*Problem set*
a) Using the staircase article, answer each question briefly:
(i) How many grand staircases does the business center have?
(ii) What are the "mineral" pigments made from?
(iii) What was put on the staircase walls to entertain tenants and guests as they climb?
b) Please repeat a passage from the staircase article word for word. Begin at the words "A particularity of", and stop after "tenants every morning.".

** Opening Document section block **

New St. Isaac’s in detail: concept of the staircases

A particularity of every office in New St. Isaac’s is the artist-led, designer finishings, as well as the preservation of historical features. However a no less important element of the common space of the building, which creates an atmosphere of comfort and hospitality, is the cozy inner courtyard and, of course, the grand staircases, which greet our tenants every morning.

The business center has three grand staircases, which have been finished in a historical and eclectic style. During the restoration and below a thick layer of paint and plaster, the architect-restorers discovered the original color of the staircase walls, which was actually much brighter than today’s. Umber, peach, pearl, and mustard – rich colors, which were made possible thanks to the usage of natural pigments – were hallmarks of the architecture of northern cities. By “natural” we mean “mineral” pigments (also used earlier in frescos), made from ground stone.

“In these staircases absolutely everything has been preserved: every step and tile, railing and bannister, as well as all layers of paint and plaster. Because these walls hadn’t previously been restored, the work turned out to be most interesting. At the present time, in contrast to palace buildings, ordinary construction is undervalued (although it’s precisely this that creates the atmosphere and character of a city) and when people pop up, who are ready to get involved with preserving and restoring such buildings it is wonderful; they really want to help. I was most interested and excited to take part in this restoration project.”

Svetlana Sergeevna Nalivkina, architect-restorer

In the 18th century building there are, of course, no elevators, but an elevator is often a reqiuirement for an A-class business center. But new St. Isaac’s found an innovative solution in this regard, placing pictures on the walls of the staircases to entertain tenants and guests as they ascend.

** Closing Document section block **
** Opening Dataset records block **

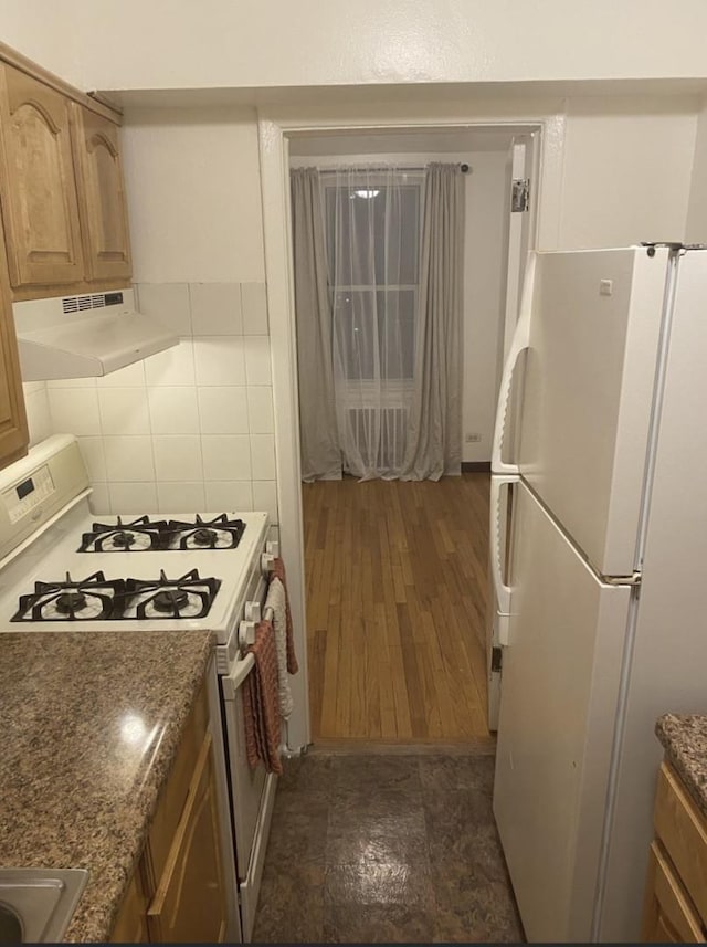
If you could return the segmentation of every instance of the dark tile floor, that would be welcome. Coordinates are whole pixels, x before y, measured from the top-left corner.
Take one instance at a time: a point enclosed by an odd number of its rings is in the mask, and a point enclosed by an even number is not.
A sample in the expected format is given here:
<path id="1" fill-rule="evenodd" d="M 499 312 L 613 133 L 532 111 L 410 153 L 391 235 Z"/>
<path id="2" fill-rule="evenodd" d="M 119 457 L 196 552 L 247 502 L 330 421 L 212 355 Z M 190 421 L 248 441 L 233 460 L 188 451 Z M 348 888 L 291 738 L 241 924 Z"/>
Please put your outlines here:
<path id="1" fill-rule="evenodd" d="M 324 755 L 279 780 L 253 939 L 519 941 L 493 756 Z"/>

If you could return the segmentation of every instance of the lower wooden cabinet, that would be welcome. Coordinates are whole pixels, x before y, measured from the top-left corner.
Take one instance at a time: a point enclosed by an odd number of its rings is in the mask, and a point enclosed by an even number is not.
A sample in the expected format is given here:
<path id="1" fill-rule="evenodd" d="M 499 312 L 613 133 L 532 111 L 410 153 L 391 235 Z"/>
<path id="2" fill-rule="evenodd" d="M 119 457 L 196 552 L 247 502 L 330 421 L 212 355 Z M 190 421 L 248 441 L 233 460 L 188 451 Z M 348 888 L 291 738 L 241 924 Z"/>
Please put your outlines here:
<path id="1" fill-rule="evenodd" d="M 140 869 L 135 872 L 123 898 L 123 904 L 113 924 L 110 940 L 114 944 L 146 944 L 147 895 Z"/>
<path id="2" fill-rule="evenodd" d="M 228 924 L 211 736 L 207 735 L 184 818 L 179 823 L 165 873 L 147 913 L 157 944 L 221 943 Z"/>
<path id="3" fill-rule="evenodd" d="M 699 917 L 659 842 L 653 842 L 643 915 L 644 944 L 704 944 Z"/>
<path id="4" fill-rule="evenodd" d="M 707 943 L 707 820 L 667 764 L 658 774 L 641 940 Z"/>
<path id="5" fill-rule="evenodd" d="M 204 686 L 160 795 L 147 845 L 110 939 L 131 944 L 220 943 L 226 927 L 228 898 Z"/>

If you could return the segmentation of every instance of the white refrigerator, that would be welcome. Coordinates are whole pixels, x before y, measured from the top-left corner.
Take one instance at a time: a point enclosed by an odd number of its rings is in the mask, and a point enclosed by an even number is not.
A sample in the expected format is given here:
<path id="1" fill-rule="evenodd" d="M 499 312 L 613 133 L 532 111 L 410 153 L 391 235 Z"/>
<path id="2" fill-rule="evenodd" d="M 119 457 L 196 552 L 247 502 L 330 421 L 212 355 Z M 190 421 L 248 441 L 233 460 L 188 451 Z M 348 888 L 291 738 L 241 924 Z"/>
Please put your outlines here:
<path id="1" fill-rule="evenodd" d="M 707 712 L 707 250 L 532 255 L 492 470 L 494 812 L 526 934 L 635 940 L 655 720 Z"/>

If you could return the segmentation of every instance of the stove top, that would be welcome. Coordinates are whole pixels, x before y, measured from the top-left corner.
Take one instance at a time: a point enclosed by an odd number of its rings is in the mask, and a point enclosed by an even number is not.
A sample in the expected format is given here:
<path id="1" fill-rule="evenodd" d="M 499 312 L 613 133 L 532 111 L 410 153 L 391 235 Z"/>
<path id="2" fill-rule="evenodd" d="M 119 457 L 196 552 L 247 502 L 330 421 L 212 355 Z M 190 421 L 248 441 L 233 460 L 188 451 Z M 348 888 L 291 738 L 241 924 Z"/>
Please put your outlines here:
<path id="1" fill-rule="evenodd" d="M 169 578 L 106 579 L 103 571 L 75 581 L 71 574 L 56 582 L 39 581 L 20 596 L 11 621 L 129 621 L 204 618 L 221 587 L 220 579 L 202 578 L 198 569 Z"/>
<path id="2" fill-rule="evenodd" d="M 225 643 L 266 534 L 266 513 L 96 517 L 83 499 L 0 569 L 0 625 L 209 629 Z"/>
<path id="3" fill-rule="evenodd" d="M 94 523 L 84 533 L 80 553 L 161 553 L 184 549 L 235 549 L 245 530 L 242 519 L 220 513 L 214 517 L 197 514 L 186 520 L 151 519 L 138 516 L 124 522 Z"/>
<path id="4" fill-rule="evenodd" d="M 196 629 L 228 644 L 261 581 L 267 514 L 98 516 L 89 495 L 67 434 L 0 471 L 0 632 Z"/>

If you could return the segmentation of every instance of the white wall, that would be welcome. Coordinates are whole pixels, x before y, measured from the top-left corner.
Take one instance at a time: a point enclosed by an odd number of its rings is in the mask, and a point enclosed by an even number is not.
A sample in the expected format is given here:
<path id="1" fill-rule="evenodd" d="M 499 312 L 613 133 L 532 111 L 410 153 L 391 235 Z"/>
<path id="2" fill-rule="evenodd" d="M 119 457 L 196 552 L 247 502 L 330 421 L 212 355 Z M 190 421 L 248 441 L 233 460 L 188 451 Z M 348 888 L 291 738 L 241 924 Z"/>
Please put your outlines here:
<path id="1" fill-rule="evenodd" d="M 694 97 L 569 101 L 560 248 L 684 239 L 697 106 Z"/>
<path id="2" fill-rule="evenodd" d="M 707 74 L 682 0 L 2 0 L 3 39 L 86 87 L 508 82 Z"/>
<path id="3" fill-rule="evenodd" d="M 78 435 L 96 512 L 257 508 L 277 523 L 253 116 L 139 113 L 124 146 L 139 305 L 180 343 L 50 382 L 52 429 Z"/>
<path id="4" fill-rule="evenodd" d="M 128 109 L 123 127 L 136 282 L 263 282 L 253 109 Z"/>
<path id="5" fill-rule="evenodd" d="M 697 124 L 685 239 L 688 243 L 707 243 L 707 102 L 703 103 Z"/>
<path id="6" fill-rule="evenodd" d="M 506 152 L 473 152 L 466 181 L 462 460 L 489 461 L 505 301 Z M 466 443 L 466 434 L 481 441 Z"/>
<path id="7" fill-rule="evenodd" d="M 359 123 L 399 122 L 401 112 L 407 112 L 411 122 L 430 115 L 440 118 L 457 116 L 467 122 L 492 120 L 494 117 L 523 120 L 555 115 L 557 127 L 563 127 L 564 138 L 558 137 L 546 146 L 552 158 L 555 177 L 561 180 L 546 181 L 540 194 L 538 239 L 541 248 L 683 239 L 697 133 L 697 101 L 685 97 L 651 102 L 641 97 L 620 102 L 576 98 L 566 103 L 564 109 L 558 106 L 552 102 L 498 99 L 464 105 L 447 103 L 432 109 L 414 103 L 397 109 L 382 104 L 363 112 L 348 109 L 348 116 L 345 108 L 331 111 L 319 107 L 312 113 L 323 126 L 327 122 L 341 123 L 347 117 Z M 135 278 L 140 284 L 171 285 L 172 292 L 178 294 L 187 292 L 189 312 L 183 325 L 189 328 L 184 345 L 193 346 L 193 333 L 201 335 L 202 327 L 199 325 L 200 316 L 192 320 L 190 284 L 231 284 L 231 292 L 236 292 L 233 287 L 240 284 L 263 285 L 265 281 L 255 115 L 252 111 L 233 108 L 135 109 L 126 114 L 123 137 Z M 476 161 L 477 173 L 482 172 L 485 160 Z M 469 179 L 469 198 L 477 190 L 476 197 L 485 207 L 484 218 L 495 204 L 494 187 L 500 187 L 498 177 L 494 177 L 490 168 L 486 170 L 488 188 L 477 187 L 481 177 L 474 179 L 472 176 Z M 697 176 L 693 196 L 699 180 Z M 474 261 L 478 261 L 481 266 L 483 254 L 486 251 L 490 254 L 492 244 L 479 240 L 477 251 Z M 489 260 L 490 255 L 484 264 L 486 273 L 493 265 Z M 472 270 L 473 266 L 474 263 Z M 478 290 L 492 283 L 476 281 L 476 286 Z M 474 293 L 471 287 L 469 293 Z M 490 295 L 476 299 L 476 304 L 486 313 L 495 306 Z M 486 325 L 490 326 L 490 320 Z M 481 324 L 477 328 L 481 337 L 475 339 L 473 334 L 468 334 L 467 345 L 478 353 L 488 351 L 488 362 L 485 364 L 490 367 L 493 361 L 495 370 L 490 336 L 484 334 Z M 473 359 L 473 354 L 467 353 L 467 357 Z M 187 379 L 191 377 L 186 376 Z M 479 380 L 479 387 L 488 390 L 481 381 L 483 372 L 473 377 Z M 233 383 L 225 387 L 241 387 L 238 378 L 230 380 Z M 141 385 L 148 387 L 146 381 Z M 193 404 L 194 397 L 198 400 L 196 389 L 199 386 L 188 381 L 187 387 L 194 389 L 193 397 L 189 396 L 189 402 Z M 270 389 L 270 386 L 265 387 Z M 242 393 L 238 392 L 238 397 Z M 182 392 L 182 400 L 184 397 Z M 30 397 L 31 422 L 41 432 L 45 430 L 46 418 L 43 399 L 39 390 Z M 476 419 L 469 420 L 467 413 L 465 424 L 468 423 L 473 431 L 479 430 L 484 441 L 473 451 L 465 452 L 465 459 L 487 460 L 489 434 L 486 433 L 488 422 L 484 418 L 488 419 L 490 412 L 487 406 L 483 407 L 484 396 L 478 391 L 469 392 L 469 403 L 472 401 L 479 406 L 483 417 L 477 422 Z M 55 409 L 55 414 L 64 421 L 61 411 Z M 239 433 L 250 436 L 250 428 L 245 430 L 249 422 L 244 418 L 246 415 L 241 415 L 238 422 L 241 427 Z M 255 423 L 257 427 L 258 422 Z M 182 433 L 208 436 L 201 427 L 197 432 Z M 102 436 L 101 429 L 88 436 Z M 108 478 L 102 481 L 106 491 L 109 482 Z M 154 467 L 154 477 L 143 482 L 154 484 L 157 491 L 161 482 L 157 467 Z M 200 483 L 202 487 L 207 483 L 203 476 L 182 482 Z M 270 496 L 274 492 L 270 477 L 251 477 L 250 483 L 254 482 L 267 483 L 267 486 L 255 488 L 261 492 L 258 496 L 264 492 Z M 198 487 L 189 490 L 200 495 Z M 131 491 L 136 493 L 135 488 Z M 247 499 L 246 487 L 234 487 L 234 491 Z M 151 488 L 149 495 L 154 495 Z M 116 496 L 120 498 L 119 491 Z"/>

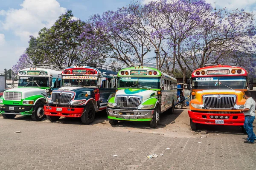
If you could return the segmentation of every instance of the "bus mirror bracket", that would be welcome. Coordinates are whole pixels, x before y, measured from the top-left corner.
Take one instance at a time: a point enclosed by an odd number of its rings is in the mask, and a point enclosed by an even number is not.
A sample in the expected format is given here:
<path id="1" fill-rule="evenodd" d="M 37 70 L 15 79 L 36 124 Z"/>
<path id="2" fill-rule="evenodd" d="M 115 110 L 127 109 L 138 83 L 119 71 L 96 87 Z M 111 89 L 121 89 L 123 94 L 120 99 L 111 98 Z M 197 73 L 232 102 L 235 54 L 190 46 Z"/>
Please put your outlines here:
<path id="1" fill-rule="evenodd" d="M 253 90 L 253 84 L 249 84 L 249 90 Z"/>

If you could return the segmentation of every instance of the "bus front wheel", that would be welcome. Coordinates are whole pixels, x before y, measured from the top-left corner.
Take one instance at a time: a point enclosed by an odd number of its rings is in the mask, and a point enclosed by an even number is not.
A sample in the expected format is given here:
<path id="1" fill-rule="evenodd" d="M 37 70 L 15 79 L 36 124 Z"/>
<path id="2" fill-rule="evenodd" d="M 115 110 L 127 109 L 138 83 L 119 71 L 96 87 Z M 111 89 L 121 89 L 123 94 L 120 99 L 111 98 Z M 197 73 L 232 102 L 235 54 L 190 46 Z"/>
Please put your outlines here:
<path id="1" fill-rule="evenodd" d="M 159 107 L 157 106 L 156 108 L 155 113 L 153 116 L 152 120 L 150 121 L 150 127 L 153 128 L 155 128 L 157 126 L 157 124 L 159 122 L 160 120 L 160 111 Z"/>
<path id="2" fill-rule="evenodd" d="M 195 123 L 194 123 L 192 121 L 192 119 L 190 119 L 190 128 L 192 130 L 197 130 L 197 125 Z"/>

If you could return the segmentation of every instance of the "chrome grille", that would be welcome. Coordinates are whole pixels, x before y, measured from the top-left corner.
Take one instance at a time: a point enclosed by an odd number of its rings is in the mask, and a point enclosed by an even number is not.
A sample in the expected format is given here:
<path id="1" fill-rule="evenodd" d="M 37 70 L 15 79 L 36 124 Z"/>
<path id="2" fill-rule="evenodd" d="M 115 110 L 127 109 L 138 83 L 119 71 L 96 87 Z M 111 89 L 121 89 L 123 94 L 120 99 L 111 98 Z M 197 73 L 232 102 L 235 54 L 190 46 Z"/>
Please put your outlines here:
<path id="1" fill-rule="evenodd" d="M 208 109 L 231 109 L 233 108 L 236 96 L 231 95 L 205 95 L 204 103 Z"/>
<path id="2" fill-rule="evenodd" d="M 21 92 L 9 92 L 4 93 L 5 100 L 21 101 Z"/>
<path id="3" fill-rule="evenodd" d="M 128 96 L 127 97 L 127 96 Z M 140 96 L 116 96 L 116 105 L 120 108 L 137 108 L 141 103 L 141 98 Z"/>
<path id="4" fill-rule="evenodd" d="M 54 103 L 68 104 L 73 96 L 73 93 L 53 91 L 52 93 L 52 101 Z"/>

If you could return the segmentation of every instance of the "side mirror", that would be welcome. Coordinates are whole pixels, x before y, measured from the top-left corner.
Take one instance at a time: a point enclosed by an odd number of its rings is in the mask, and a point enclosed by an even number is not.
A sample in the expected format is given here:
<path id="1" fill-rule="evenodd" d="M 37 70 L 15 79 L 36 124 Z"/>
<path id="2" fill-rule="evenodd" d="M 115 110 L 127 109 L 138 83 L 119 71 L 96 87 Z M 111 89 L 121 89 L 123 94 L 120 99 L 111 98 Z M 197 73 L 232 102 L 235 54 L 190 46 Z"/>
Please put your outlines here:
<path id="1" fill-rule="evenodd" d="M 253 84 L 249 84 L 249 90 L 253 90 Z"/>
<path id="2" fill-rule="evenodd" d="M 188 89 L 190 90 L 190 84 L 188 84 Z"/>
<path id="3" fill-rule="evenodd" d="M 59 87 L 60 86 L 60 85 L 59 84 L 59 80 L 58 80 L 58 79 L 56 79 L 56 87 Z"/>

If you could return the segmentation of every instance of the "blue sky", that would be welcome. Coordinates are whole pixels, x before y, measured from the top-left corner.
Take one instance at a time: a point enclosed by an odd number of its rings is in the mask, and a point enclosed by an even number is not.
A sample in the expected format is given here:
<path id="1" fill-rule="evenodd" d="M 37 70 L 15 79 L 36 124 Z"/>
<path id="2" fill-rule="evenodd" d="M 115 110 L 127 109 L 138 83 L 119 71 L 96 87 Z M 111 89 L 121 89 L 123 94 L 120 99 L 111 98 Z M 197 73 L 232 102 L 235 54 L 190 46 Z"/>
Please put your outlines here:
<path id="1" fill-rule="evenodd" d="M 143 3 L 152 0 L 139 0 Z M 132 0 L 0 0 L 0 73 L 15 64 L 27 47 L 29 36 L 36 36 L 44 27 L 49 28 L 67 9 L 86 20 L 128 5 Z M 206 0 L 212 6 L 228 9 L 244 8 L 256 13 L 255 0 Z M 149 54 L 154 55 L 154 54 Z M 152 56 L 149 56 L 152 57 Z"/>

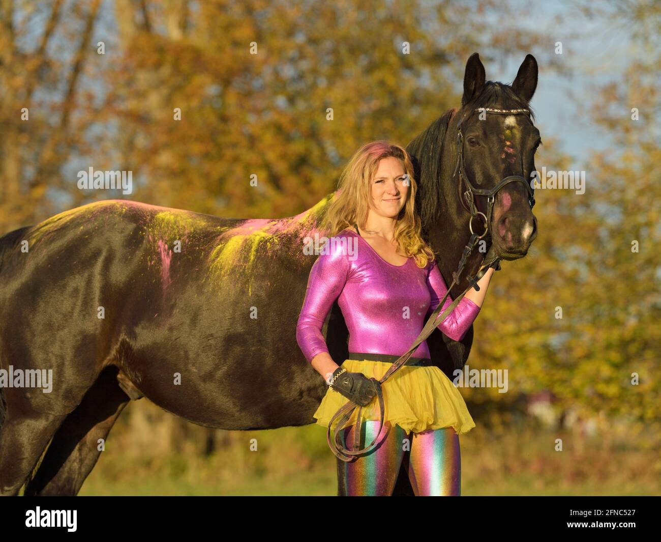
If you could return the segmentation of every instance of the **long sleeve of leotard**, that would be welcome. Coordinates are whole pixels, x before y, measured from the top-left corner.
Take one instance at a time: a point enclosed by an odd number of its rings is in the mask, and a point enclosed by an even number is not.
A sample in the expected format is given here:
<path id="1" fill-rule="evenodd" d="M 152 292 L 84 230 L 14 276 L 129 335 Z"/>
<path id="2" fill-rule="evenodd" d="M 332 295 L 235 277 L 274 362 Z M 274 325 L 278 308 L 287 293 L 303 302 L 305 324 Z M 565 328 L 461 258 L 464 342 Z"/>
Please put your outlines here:
<path id="1" fill-rule="evenodd" d="M 349 265 L 344 250 L 337 245 L 329 253 L 322 252 L 310 270 L 296 325 L 296 341 L 309 363 L 317 354 L 329 351 L 321 328 L 344 287 Z"/>
<path id="2" fill-rule="evenodd" d="M 436 261 L 431 265 L 431 270 L 427 278 L 427 285 L 432 295 L 429 310 L 427 311 L 428 318 L 438 306 L 439 302 L 447 291 L 447 285 L 443 280 L 443 275 L 441 275 Z M 453 300 L 451 295 L 447 296 L 446 302 L 443 304 L 443 310 L 452 304 Z M 461 341 L 479 312 L 480 307 L 464 296 L 457 306 L 437 327 L 453 340 Z"/>

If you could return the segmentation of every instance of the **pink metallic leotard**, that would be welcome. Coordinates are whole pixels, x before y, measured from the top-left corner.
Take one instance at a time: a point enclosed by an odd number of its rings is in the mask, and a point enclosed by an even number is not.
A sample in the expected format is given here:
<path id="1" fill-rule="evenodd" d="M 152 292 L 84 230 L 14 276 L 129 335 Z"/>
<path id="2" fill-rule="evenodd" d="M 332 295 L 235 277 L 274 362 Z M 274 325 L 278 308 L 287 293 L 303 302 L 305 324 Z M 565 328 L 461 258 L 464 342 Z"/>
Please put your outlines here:
<path id="1" fill-rule="evenodd" d="M 310 271 L 296 340 L 308 362 L 328 352 L 321 328 L 337 299 L 349 330 L 350 352 L 400 356 L 447 291 L 436 261 L 423 269 L 412 257 L 403 265 L 389 263 L 360 235 L 343 230 L 327 243 Z M 444 310 L 452 300 L 448 296 Z M 479 311 L 465 296 L 438 329 L 461 340 Z M 413 357 L 430 357 L 426 341 Z"/>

** Closing Dataset records block **

*Solutions to the tasks*
a)
(i) Three.
(ii) Ground stone.
(iii) Pictures.

b)
A particularity of every office in New St. Isaac’s is the artist-led, designer finishings, as well as the preservation of historical features. However a no less important element of the common space of the building, which creates an atmosphere of comfort and hospitality, is the cozy inner courtyard and, of course, the grand staircases, which greet our tenants every morning.